Copy out everything below from the line containing "bird in the photo above." down to the line containing "Target: stone on shore", keeping both of those lines and changing nothing.

--- Supplied data ---

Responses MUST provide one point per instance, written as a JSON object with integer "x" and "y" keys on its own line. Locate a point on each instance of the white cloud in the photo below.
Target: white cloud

---
--- Supplied data ---

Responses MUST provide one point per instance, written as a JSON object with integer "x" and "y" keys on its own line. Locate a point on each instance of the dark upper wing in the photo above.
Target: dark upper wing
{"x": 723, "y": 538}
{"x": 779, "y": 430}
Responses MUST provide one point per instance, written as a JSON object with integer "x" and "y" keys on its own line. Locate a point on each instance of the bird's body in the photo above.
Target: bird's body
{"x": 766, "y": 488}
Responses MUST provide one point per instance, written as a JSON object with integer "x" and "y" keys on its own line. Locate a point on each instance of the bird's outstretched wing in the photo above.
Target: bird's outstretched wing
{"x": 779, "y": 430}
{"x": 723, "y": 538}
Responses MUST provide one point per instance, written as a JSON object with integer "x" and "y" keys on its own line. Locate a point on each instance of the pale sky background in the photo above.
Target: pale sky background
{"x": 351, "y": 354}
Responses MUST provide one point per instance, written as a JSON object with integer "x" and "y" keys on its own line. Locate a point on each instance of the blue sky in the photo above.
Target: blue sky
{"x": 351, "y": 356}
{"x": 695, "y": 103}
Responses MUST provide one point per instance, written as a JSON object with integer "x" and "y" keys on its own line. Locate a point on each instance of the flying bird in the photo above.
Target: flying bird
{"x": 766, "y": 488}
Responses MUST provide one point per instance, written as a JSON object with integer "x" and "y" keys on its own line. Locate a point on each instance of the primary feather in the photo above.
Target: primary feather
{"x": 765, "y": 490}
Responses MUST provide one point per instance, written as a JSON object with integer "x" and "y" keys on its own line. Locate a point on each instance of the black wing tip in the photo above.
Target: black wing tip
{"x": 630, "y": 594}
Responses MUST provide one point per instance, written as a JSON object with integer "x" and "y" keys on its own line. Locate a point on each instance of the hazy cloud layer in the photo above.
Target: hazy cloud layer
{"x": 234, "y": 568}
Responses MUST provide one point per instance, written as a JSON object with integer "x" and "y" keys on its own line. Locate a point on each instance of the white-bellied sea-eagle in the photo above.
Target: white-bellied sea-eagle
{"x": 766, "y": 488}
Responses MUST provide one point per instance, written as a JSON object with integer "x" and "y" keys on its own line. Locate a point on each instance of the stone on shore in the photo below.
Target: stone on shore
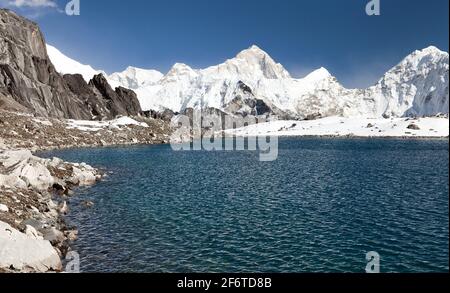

---
--- Supplied data ---

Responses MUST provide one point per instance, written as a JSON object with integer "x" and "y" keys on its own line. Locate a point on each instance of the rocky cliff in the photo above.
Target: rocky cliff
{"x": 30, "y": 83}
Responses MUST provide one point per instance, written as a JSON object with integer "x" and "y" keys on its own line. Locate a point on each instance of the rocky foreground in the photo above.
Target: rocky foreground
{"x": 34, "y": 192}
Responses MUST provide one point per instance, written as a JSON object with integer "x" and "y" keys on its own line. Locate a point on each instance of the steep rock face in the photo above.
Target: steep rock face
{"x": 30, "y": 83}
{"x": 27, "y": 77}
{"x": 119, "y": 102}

---

▶ [Task response]
Responses MUST provide one point per instance, written as a JSON object with integer "x" and "y" keys on its own line. Locate a point on each instance of the flying bird in the photo above.
Target: flying bird
{"x": 766, "y": 488}
Responses MUST provide one point per instance, written as a JSON object with integer "x" and "y" keys on its own line. Locate a point on each instance of the primary feather in the photo above.
Target: primary feather
{"x": 765, "y": 490}
Responses MUST provide one point per instance, written as a JSON object with integer "x" and "y" keys on its own line. Locate a point on each instance of the black wing tip in the photo above.
Target: black wing tip
{"x": 630, "y": 594}
Responses MUST provide one point per instance, written as a JSON object with integer "x" and "y" keys on its own line. Locate a point on each instance of the hazy cloud layer in the photo above.
Target: hazy cloud layer
{"x": 234, "y": 568}
Responses MUST provide one point per instance, written as a JSON object with integer "x" and "y" keys on its own line. Locate a point on each instance of the white-bellied sea-eagle in the photo above.
Target: white-bellied sea-eagle
{"x": 766, "y": 488}
Responses MUST provide one point per instance, written as a JSON object with integer "x" and "y" keys on its own line. Locate a point on each instance of the stone on shore in the photo below.
Target: stone on shore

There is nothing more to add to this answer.